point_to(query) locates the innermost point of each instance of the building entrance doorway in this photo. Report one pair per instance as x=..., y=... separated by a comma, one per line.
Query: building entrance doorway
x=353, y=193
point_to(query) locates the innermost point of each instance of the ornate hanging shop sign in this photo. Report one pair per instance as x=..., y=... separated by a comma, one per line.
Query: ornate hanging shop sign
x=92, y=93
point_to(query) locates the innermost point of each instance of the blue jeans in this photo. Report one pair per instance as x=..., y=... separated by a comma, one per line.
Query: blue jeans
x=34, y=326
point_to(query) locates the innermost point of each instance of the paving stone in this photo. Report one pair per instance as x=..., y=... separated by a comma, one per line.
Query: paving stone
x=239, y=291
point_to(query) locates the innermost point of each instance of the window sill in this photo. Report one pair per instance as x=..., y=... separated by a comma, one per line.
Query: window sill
==*==
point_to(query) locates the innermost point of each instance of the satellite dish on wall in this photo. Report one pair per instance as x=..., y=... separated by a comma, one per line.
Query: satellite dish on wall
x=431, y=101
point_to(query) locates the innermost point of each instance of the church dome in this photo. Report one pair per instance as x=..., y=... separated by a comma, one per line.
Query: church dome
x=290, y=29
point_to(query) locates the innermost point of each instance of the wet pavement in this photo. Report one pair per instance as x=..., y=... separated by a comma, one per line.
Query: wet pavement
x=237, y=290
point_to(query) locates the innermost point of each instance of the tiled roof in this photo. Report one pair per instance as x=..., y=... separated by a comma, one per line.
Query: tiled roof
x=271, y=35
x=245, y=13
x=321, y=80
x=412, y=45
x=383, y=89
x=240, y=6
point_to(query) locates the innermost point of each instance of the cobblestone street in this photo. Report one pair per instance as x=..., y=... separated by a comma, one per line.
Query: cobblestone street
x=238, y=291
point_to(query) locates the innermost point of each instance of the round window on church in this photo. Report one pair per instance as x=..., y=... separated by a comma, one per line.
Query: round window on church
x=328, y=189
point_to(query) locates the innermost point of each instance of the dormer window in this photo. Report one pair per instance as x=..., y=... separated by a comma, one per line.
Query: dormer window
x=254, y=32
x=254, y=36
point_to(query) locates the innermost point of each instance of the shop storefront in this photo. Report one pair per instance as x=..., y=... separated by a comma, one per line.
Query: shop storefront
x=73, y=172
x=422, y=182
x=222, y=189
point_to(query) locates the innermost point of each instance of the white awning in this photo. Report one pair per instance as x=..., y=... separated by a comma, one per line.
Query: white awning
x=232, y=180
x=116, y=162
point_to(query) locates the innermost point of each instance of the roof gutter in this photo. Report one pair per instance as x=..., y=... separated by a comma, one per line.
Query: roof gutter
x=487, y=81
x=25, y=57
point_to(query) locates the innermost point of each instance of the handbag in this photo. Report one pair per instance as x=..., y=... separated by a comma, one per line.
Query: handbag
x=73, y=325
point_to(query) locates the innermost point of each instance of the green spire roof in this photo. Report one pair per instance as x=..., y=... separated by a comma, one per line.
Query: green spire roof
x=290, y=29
==*==
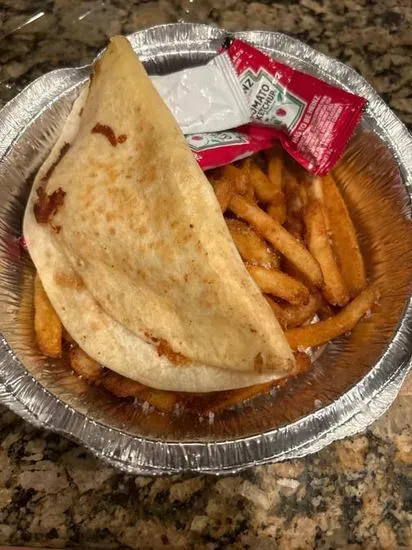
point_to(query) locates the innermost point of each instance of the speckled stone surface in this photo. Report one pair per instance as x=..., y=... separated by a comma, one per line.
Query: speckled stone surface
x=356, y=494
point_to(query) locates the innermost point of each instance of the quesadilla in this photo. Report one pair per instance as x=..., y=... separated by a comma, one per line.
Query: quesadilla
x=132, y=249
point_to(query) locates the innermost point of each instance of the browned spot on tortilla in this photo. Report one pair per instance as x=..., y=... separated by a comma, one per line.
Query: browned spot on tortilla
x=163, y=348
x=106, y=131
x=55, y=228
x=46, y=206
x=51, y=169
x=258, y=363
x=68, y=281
==*==
Given request
Copy out the records word for word, starting at the line that contains "of the building" and running down to the line that contains "x=353, y=193", with both of those lines included.

Output for this task
point_to(query) locates the innermost point of each instance of the building entrance doorway in this photo. Report one pair per instance as x=..., y=... separated by a comma, one per line.
Query: building entrance doorway
x=353, y=193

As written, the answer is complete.